▸ TRAVAIL DEMANDÉ
D'après l'extrait sur le financement automobile, répondez brièvement :
(a) Quel cabinet a réalisé la récente étude ?
(b) Quels sont les deux chantiers majeurs posés pour les acteurs du financement ?
(c) Selon l'auteur de l'étude, qu'est-ce qui n'est pas suffisant pour un parcours digital ?

▸ EXTRAIT
__________

Le secteur du financement en pleine ébullition
Le passage de la possession à l’usage était déjà une grande évolution, très lucrative, pour les établissements financiers, filiales de banques ou de constructeurs, mais l’évolution vers une économie de l’abonnement, couplée à la transition énergétique, ressemble davantage à une révolution.
La récente étude réalisée par Eurogroup Consulting en est le nouveau témoignage. "Le secteur du financement automobile est en pleine ébullition. Non seulement le digital a entraîné une disruption complète de la chaîne de distribution et du financement, mais en plus le développement des véhicules électriques va amener de nouvelles offres de mobilité avec de nouveaux produits et de nouveaux partenariats", précise Bertrand de la Villéon, partner d’Eurogroup Consulting.
Deux chantiers majeurs sont posés pour les acteurs du financement : d’une part la digitalisation, et de l’autre la valeur résiduelle des véhicules. Le développement de la digitalisation entraîne une disruption de la chaîne de la distribution et du financement. "Tous les acteurs se sont retrouvés nus face au digital pendant la crise et à ce jour aucun acteur n’est en marge de le faire complètement. Ce sont essentiellement des rustines qui sont mises en place pendant la crise sanitaire mais la signature électronique n’est pas suffisante pour un parcours digital. Depuis la crise certains ont considérablement avancé sur le sujet", poursuit l’auteur de l’étude.

__________

▸ JEU DE DONNÉES
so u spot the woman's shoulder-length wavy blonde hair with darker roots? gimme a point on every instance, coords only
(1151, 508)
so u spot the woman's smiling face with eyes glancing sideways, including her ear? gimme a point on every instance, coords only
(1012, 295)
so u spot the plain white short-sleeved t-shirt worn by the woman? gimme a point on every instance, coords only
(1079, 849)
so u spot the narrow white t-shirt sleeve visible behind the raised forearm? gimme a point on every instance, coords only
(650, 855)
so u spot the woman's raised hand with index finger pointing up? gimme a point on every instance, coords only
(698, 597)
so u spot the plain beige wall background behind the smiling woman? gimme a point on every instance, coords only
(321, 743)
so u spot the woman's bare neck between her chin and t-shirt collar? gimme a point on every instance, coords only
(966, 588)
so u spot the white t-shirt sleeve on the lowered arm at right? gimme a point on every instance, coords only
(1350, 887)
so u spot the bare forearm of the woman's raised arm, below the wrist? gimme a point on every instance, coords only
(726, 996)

__________

▸ RÉPONSE
(a) Eurogroup Consulting.
(b) La digitalisation et la valeur résiduelle des véhicules.
(c) La signature électronique.